## YOUR TASK
Count how many lines of the material below contain the string "coat", with uppercase and lowercase letters treated as different, and give only that number.

+++ RAW RECORDS +++

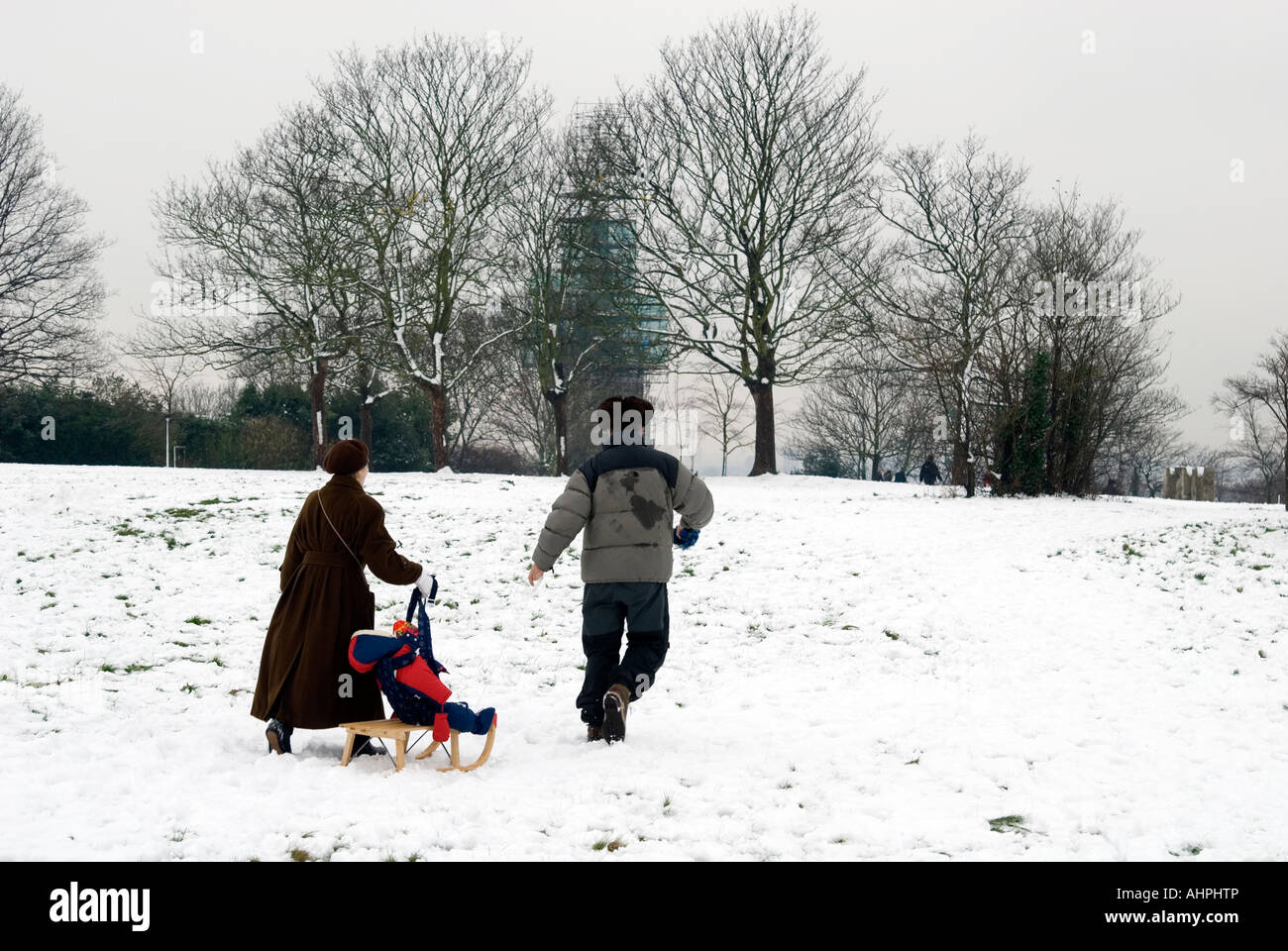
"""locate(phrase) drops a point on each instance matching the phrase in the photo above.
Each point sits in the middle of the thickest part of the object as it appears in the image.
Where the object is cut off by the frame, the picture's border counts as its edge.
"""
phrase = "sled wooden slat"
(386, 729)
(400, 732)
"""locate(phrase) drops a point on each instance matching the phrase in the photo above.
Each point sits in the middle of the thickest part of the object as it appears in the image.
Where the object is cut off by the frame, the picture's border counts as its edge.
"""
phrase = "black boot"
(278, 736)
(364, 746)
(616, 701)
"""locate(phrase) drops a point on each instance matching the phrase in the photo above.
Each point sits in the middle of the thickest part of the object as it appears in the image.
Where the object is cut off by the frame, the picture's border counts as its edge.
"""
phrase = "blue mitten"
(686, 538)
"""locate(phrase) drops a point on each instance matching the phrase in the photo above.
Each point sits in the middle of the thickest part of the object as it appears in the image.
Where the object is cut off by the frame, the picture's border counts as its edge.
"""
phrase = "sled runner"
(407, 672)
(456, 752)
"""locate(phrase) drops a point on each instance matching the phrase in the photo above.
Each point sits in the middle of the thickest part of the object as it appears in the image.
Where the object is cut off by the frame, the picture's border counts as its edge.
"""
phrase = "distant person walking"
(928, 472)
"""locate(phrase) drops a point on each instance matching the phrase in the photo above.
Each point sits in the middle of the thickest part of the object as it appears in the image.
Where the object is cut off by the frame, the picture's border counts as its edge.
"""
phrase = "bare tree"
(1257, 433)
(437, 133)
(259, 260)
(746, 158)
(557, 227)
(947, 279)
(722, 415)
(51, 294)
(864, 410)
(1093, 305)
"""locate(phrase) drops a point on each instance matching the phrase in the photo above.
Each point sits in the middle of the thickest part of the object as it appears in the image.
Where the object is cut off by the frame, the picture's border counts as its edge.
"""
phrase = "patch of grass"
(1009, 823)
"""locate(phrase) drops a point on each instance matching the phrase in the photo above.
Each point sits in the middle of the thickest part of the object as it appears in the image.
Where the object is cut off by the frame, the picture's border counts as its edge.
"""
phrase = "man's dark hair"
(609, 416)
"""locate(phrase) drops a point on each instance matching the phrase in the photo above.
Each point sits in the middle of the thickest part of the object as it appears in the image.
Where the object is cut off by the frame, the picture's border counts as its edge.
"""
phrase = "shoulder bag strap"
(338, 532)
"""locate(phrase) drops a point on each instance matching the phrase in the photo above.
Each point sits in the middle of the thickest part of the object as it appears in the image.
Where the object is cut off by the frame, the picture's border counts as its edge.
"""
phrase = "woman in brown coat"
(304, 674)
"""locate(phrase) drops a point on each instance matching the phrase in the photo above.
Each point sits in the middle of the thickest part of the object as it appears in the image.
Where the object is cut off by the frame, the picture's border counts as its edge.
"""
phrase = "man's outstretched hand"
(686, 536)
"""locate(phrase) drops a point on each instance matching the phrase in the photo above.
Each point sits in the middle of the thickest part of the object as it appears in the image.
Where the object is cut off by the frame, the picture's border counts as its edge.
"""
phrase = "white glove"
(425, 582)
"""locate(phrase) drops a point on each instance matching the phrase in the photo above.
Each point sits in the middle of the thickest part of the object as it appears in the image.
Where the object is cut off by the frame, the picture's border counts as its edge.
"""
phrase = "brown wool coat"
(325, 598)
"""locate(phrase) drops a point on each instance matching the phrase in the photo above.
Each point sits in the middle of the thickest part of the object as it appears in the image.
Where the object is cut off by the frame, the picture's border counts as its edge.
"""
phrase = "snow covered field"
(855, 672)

+++

## COMPLETED EXERCISE
2